Point annotation dataset records:
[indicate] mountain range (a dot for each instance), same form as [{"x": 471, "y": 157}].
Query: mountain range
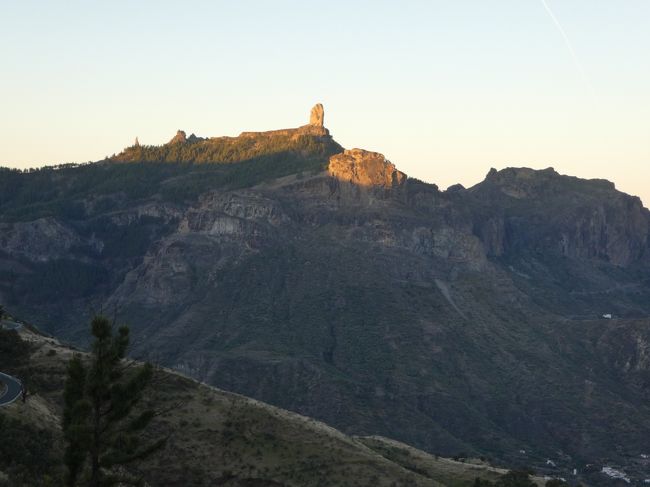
[{"x": 509, "y": 317}]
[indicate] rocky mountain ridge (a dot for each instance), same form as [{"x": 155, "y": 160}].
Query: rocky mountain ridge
[{"x": 325, "y": 281}]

> Exercise requirements
Quote verbatim the stretch from the line containing "[indicate] rocky mountain" through the end of the records.

> Written solution
[indicate] rocky mountain ridge (a dot for each instance), same form as [{"x": 155, "y": 160}].
Query: rocky mountain ridge
[{"x": 325, "y": 281}]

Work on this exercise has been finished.